But, as we can see, the loudest of the “go woke, go broke” crowd have a very specific bias. They’re actually cool with brands getting “political” in this context, as long as it’s the politics of hate, bigotry, or just leveraging the founding fathers to sell cheeseburgers.
What the Fox News fuckwits — sorry, pundits — also conveniently leave out of their Make America Great Again revisionist history, is the fact that American brands have always been political in this way.
In fact, during WWI and WWII the government mandated that advertisers share very specific political messages, to ensure the American people supported the war effort. During WWI, the Committee on Public Information gave advertisers specific instructions for what they could and couldn’t say, so that every American opened their newspaper each day to an identical patriotic, upbeat wartime message.
And, as TV and ultimately Internet technology evolved to make way for segmented programming targeted to different audiences and demographics instead of one mass market, advertisers have historically been the first to hop on the bandwagon of shifting culture, to compete with one another for market share.
What the right wing often signals as a very recent shift in “woke” marketing, is not recent at all. Brands have been surfing the waves of “wokeness” before that term existed, some to position themselves as the change the world needs, others to represent a return to a bygone time that never existed.
In both cases, this culture surfing almost always was and is performative.
Corporations advertise themselves as the change, when they’re not changing a thing. Or they promise they’ll take us back to the good ol’ days, when they’re really just pushing their own profits forward.
Either way, the message is the same — why be the change, when you can buy the change? In this sense, there’s not much difference between a corporation and your average politician — both advertise big promises to land our votes and our dollars, both sell us out to keep their pockets fat and their power intact.
2. A brand gets "political" when donating to politicians or political action committees, influencing elections, and lobbying government to legislate in its best interest.
This is the political brandstanding that most people on both sides of the aisle — and the ones protesting outside the brand theater — overtly disagree with.
But let’s be real, the majority of corporate brands are “political” according to both definitions:
- They advertise themselves as aligning with the change the world needs while;
- Funding and lobbying politicians who oppose that very change;
Bud Light, who has performatively (and profitably) run Pride campaigns for years, didn’t simply partner with Dylan Mulvaney to grab up more LGBTQ+ market share and then drop her when sales dropped. In the past year alone, their parent company Anheuser Busch has spent millions backing conservative politicians, most of which are pushing anti-gay legislation. (And if you’re thinking “Anheuser Busch supports Democrats, too!” the actual breakdown of their political spending is 62% in favor of right wing candidates vs. 37% to progressives.)
Target didn’t only release a Pride line. They have a long track record of contradicting their “inclusive” ad campaigns by financing “family values” politicians with platforms built on exclusion. For more on Target’s extensive history of rainbow washing, see this 2016 piece from The Advocate or my TikTok breakdown here.
So, if the question of today’s podcast is “Should brands be political?” I think we can agree that one answer is “Not like this!”
But there’s a third definition here that complicates our CoMuckraking. If we only define brands getting political as;
- Taking a public stand on social, cultural, or environmental issues;
- Funding and lobbying politicians to legislate in their best interest;
...we ignore the fact that corporate brands are political bodies in and of themselves. And here's what I mean by that...
3. A brand gets "political" by making decisions about how to organize and care for people and the planet.

* * *

*WRITTEN REQUEST 1:* List every line in the records below that contains the string "query".

*PROVIDED RECORDS:*

* * *

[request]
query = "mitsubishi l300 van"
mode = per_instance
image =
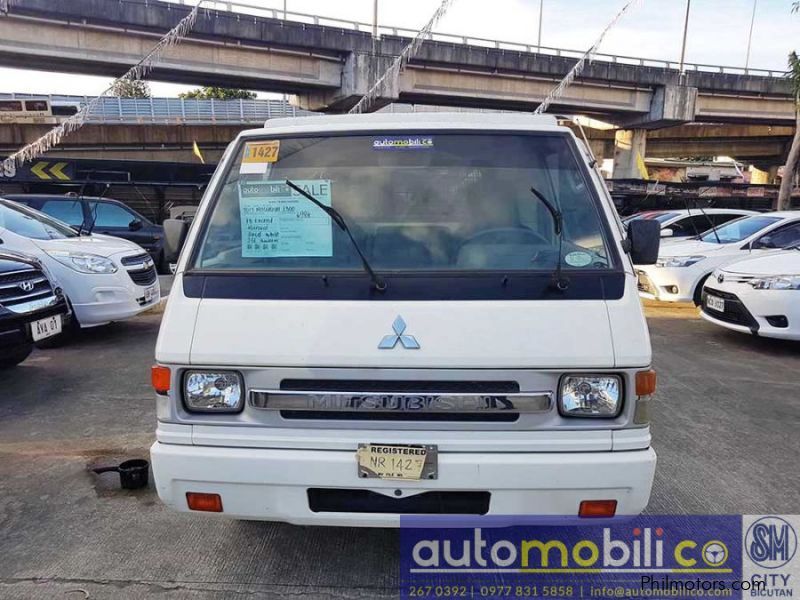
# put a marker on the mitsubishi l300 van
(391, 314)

* * *

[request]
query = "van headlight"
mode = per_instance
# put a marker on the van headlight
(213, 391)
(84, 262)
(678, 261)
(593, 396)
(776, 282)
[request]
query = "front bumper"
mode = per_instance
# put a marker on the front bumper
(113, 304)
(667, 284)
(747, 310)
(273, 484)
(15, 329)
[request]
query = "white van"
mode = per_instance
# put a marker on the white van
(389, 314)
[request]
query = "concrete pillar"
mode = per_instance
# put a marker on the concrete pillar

* * *

*WRITTEN REQUEST 2:* Continue the essay above on brands getting political, starting after its last sentence.

*EXPECTED ANSWER 1:*
query = "mitsubishi l300 van"
query = "van headlight"
query = "front bumper"
query = "white van"
query = "concrete pillar"

*EXPECTED ANSWER 2:*
If we trace back the origin of the word politics, which comes from the Greek Πολιτικά, politiká, meaning “affairs of the cities” — Wikipedia defines politics as the “set of activities that are associated with making decisions in groups, or other forms of power relations among individuals, such as the distribution of resources or status.”
In other words, “politics” is a fancy word for how people collectively make decisions about how to live together on the planet.
In theory, we the people make decisions about how to live together, by voting for who will represent us in government. And then, it’s the job of the politicians we elect to make decisions on our behalf and in our best interest.
But, when corporations — whose leadership we didn’t vote on — fund and lobby those same politicians to legislate in their best interest, our votes immediately lose their value.
When it’s profits vs. people, profits always win.
You might be thinking, “Yeah, RKA! This is the case for keeping corporations out of politics!” But that’s easier said than done and let me tell you why:
Multinational corporations like Anheuser Busch and Target aren’t merely regulated by the United States government — because what one country forbids, another country welcomes, or more accurately, is forced to abide to survive economically. So if the USA enforces strict environmental or labor laws, multinational corporations simply build factories in countries with looser regulations. These corporate decisions directly and indirectly impact people here in the USA, in terms of jobs, pollution, tax dollars, and so much more, yet we — and the politicians we elect — have absolutely no say in the matter.
In a globalized economy, corporations are political bodies. They make decisions that directly affect how people across the world live and how resources are allocated; and they can skirt regulations in any given country, by taking their business operations elsewhere — or threatening to.
And when they do violate laws that we the people have elected officials to enact and enforce, corporations can and do simply buy their way out of the consequences. Like Anheuser Busch did in 2019, when it was found to be in violation of California’s air quality laws. Anheuser Busch knowingly broke the law and wagered it was cheaper to pay $500,000 in fines than to lower emissions.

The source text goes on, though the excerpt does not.